Task requirements:
Among the entries below, repeat word for word only the lines from the one containing "patch, then give the position of each instance." through the one containing "(1140, 217)", including both.

Named-object pointing entries:
--- START ---
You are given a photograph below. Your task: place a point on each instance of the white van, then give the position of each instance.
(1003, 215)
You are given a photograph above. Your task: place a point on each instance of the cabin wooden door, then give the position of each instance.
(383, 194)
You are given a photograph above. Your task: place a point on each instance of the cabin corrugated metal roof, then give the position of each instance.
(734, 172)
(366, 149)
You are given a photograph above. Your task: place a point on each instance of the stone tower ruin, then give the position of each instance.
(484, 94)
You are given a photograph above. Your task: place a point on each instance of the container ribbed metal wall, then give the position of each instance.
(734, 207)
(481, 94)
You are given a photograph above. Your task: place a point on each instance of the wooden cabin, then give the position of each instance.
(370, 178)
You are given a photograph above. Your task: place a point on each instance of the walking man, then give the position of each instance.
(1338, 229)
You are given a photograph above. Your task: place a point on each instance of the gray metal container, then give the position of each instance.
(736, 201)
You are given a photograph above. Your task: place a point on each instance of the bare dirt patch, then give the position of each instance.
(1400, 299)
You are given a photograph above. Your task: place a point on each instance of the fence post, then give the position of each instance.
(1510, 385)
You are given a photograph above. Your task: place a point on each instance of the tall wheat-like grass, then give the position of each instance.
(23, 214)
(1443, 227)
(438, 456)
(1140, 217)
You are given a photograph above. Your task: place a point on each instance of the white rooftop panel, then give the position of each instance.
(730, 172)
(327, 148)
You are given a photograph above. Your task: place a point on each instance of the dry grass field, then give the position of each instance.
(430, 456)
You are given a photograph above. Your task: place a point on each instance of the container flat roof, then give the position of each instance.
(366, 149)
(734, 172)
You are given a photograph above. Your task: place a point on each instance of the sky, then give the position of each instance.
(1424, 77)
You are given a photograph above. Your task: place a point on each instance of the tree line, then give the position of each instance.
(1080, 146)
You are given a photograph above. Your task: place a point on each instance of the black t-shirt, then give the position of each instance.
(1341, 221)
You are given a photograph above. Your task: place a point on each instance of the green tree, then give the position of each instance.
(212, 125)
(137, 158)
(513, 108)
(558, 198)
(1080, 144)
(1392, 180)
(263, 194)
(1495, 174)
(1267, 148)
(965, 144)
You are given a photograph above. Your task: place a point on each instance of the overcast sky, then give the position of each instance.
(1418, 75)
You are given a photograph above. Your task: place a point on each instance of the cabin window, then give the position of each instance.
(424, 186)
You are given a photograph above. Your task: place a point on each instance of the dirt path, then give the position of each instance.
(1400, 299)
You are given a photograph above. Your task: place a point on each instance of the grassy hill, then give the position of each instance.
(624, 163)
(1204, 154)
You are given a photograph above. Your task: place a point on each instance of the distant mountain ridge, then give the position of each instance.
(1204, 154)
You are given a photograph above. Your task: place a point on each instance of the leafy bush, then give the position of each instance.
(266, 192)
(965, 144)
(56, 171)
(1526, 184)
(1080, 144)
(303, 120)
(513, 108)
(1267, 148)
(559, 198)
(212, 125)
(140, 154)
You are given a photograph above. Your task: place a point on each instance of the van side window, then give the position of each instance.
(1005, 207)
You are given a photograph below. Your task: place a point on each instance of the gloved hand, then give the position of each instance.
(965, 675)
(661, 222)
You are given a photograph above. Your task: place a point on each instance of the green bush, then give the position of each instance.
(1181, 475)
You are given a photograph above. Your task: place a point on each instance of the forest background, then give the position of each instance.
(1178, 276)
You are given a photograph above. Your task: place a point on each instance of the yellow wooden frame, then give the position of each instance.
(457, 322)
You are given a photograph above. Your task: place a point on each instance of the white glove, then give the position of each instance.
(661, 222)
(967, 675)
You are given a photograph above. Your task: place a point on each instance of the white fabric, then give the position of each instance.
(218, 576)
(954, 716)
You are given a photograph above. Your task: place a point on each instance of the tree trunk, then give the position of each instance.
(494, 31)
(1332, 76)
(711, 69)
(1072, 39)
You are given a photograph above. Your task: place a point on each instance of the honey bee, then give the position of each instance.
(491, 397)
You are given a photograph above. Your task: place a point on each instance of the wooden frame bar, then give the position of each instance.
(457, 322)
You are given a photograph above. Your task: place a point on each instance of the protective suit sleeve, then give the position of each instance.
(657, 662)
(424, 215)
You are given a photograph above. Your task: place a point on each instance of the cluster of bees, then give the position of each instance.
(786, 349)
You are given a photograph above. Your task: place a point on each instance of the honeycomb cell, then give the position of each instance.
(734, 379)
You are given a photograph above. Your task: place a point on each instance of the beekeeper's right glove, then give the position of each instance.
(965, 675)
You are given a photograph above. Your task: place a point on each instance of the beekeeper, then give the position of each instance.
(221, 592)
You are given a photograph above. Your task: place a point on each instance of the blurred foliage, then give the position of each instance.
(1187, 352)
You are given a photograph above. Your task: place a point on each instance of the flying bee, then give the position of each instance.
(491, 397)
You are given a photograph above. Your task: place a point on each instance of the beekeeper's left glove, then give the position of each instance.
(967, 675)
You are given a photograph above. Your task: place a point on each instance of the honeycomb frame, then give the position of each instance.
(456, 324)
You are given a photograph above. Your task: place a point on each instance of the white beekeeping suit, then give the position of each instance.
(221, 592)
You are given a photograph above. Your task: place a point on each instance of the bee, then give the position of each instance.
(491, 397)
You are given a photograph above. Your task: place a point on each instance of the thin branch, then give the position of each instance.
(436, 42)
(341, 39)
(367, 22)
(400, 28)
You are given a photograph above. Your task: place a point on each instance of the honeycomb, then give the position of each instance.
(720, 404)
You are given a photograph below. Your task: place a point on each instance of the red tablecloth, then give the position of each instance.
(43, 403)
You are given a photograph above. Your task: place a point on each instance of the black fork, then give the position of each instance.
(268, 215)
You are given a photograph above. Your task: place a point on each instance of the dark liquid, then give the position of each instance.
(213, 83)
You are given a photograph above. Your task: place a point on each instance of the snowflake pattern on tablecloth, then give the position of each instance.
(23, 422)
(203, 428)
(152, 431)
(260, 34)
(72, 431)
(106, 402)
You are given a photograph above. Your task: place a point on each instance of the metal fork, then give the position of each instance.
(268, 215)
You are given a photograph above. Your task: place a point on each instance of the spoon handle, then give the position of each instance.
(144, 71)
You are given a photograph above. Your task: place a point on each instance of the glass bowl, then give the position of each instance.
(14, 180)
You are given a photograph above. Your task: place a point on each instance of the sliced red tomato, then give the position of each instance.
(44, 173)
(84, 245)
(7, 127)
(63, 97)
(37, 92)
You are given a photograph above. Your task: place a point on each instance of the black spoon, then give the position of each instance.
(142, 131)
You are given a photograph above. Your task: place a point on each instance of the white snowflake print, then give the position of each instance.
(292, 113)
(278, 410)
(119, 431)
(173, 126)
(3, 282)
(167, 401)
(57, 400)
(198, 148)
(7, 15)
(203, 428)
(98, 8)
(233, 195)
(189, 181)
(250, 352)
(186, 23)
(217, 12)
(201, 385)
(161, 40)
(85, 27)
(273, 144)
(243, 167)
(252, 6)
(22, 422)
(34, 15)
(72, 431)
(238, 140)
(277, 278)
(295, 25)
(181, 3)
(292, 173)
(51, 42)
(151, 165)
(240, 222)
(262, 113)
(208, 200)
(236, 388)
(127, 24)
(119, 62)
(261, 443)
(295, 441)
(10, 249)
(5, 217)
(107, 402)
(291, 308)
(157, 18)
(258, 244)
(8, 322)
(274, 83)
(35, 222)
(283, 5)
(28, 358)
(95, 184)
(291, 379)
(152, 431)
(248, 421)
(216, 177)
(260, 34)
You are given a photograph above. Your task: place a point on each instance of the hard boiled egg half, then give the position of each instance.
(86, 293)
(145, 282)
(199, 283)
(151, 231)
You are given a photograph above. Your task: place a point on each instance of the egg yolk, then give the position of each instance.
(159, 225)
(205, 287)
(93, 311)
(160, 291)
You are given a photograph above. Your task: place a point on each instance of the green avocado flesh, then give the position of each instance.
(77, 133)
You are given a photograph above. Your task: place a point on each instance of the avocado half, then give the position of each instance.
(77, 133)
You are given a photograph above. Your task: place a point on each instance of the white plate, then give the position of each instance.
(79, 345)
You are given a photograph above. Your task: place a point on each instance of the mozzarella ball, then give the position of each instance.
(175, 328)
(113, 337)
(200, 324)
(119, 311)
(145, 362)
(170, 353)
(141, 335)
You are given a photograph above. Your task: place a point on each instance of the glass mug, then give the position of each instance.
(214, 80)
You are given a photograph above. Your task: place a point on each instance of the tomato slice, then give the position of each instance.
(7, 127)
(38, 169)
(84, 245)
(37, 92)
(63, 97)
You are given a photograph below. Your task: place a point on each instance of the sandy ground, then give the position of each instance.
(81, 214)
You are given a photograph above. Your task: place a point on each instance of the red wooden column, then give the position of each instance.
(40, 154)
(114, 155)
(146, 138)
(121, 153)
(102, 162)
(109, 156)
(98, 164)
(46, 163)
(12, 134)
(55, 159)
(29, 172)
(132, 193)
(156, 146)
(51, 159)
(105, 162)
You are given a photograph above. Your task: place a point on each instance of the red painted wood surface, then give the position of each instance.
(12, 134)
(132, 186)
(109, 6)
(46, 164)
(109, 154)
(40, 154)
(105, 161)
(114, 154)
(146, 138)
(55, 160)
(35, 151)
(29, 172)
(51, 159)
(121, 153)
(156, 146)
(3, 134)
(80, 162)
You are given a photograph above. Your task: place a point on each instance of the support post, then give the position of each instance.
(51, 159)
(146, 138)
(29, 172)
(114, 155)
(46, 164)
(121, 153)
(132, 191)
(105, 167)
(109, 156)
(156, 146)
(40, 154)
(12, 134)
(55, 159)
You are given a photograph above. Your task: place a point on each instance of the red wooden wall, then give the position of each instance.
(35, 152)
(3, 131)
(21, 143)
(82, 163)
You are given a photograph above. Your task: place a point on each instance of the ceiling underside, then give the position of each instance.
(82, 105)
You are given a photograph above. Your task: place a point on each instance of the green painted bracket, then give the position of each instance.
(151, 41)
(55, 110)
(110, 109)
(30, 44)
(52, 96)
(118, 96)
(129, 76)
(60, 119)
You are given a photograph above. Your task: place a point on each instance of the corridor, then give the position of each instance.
--- END ---
Problem solution:
You are given a photograph above. Your task: place a point on each instance of the bare dirt patch, then give the position of each instance.
(1400, 299)
You are given a photograph above. Your task: place a point on each instance of the fence post, then give the position of each instance.
(1510, 385)
You are given a photograph above. Your task: place a point on each instance of the tall wheat-like grass, then give the position of each instance.
(23, 214)
(1443, 227)
(438, 456)
(1140, 217)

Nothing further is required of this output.